↓

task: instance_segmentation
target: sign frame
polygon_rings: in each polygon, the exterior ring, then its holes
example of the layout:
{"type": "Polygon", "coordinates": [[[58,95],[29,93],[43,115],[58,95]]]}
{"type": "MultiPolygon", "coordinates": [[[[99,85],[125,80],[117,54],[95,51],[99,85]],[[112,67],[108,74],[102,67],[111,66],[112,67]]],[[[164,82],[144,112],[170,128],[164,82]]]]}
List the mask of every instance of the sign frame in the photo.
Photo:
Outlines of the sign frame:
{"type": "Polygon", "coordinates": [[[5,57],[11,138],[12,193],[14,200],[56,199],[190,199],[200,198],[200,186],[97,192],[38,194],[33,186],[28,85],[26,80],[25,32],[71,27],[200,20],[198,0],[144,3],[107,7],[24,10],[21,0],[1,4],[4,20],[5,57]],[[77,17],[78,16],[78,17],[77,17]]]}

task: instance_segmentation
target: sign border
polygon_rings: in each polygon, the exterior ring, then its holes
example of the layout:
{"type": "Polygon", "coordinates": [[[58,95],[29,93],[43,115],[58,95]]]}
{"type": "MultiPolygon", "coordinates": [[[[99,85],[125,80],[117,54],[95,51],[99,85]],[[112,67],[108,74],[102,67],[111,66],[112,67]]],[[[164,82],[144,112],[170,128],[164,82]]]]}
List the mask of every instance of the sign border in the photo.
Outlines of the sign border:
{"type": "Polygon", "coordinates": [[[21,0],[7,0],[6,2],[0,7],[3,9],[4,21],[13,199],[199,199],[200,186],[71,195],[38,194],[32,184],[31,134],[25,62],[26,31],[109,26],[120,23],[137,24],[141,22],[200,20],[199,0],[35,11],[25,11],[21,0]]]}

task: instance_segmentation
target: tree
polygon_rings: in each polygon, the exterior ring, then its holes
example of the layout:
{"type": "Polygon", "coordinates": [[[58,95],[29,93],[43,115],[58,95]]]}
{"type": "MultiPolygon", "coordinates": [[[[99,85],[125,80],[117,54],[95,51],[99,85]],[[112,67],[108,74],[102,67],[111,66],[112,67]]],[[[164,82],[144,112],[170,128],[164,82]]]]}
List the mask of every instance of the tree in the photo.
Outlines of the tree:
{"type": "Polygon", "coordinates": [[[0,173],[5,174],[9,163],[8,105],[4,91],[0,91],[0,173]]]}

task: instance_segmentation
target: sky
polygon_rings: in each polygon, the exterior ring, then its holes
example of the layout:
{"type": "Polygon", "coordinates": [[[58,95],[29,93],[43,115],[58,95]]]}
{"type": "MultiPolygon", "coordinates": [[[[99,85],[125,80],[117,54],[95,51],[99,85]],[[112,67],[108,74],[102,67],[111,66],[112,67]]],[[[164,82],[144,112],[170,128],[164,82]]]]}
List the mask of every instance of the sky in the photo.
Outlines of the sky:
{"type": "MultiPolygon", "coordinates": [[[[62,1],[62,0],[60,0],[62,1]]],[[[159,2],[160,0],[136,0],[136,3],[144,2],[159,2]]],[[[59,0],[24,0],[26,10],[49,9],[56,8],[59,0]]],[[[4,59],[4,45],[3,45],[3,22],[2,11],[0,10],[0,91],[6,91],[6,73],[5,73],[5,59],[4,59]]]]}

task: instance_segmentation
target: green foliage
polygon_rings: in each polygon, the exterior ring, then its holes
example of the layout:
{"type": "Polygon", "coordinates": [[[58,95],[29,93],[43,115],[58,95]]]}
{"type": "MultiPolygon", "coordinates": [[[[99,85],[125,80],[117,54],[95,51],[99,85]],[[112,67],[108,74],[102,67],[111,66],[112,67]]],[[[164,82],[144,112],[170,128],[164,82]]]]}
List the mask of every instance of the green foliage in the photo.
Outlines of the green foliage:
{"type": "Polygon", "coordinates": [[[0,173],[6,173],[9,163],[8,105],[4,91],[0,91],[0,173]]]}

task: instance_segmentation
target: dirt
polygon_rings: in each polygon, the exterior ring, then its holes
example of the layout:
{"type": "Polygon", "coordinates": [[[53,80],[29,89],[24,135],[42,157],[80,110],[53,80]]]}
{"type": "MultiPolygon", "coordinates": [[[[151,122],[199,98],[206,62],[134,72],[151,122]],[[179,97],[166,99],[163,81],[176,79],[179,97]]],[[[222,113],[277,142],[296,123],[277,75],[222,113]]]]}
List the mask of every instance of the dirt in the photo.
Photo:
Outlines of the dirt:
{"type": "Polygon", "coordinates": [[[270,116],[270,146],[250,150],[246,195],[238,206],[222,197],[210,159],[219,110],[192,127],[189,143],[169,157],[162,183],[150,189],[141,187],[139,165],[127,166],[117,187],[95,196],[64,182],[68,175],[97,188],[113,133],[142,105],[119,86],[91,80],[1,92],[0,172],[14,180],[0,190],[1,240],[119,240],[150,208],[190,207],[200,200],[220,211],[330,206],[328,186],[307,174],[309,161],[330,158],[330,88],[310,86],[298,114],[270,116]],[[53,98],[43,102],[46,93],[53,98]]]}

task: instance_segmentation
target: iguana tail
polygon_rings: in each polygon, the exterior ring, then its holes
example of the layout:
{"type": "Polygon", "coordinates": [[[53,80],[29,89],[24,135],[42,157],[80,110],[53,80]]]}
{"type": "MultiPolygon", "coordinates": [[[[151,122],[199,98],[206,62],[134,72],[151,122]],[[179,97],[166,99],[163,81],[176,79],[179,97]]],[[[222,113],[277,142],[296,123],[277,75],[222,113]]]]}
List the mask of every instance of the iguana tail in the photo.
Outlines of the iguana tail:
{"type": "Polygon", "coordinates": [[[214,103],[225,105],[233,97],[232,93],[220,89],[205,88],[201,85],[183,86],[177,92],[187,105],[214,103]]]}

↑

Which lines of the entries above contain the word "tail"? Find and copy each of them, treating case as significant.

## ANSWER TO THE TASK
target: iguana tail
List the mask of every instance of the iguana tail in the photo.
Outlines of the iguana tail:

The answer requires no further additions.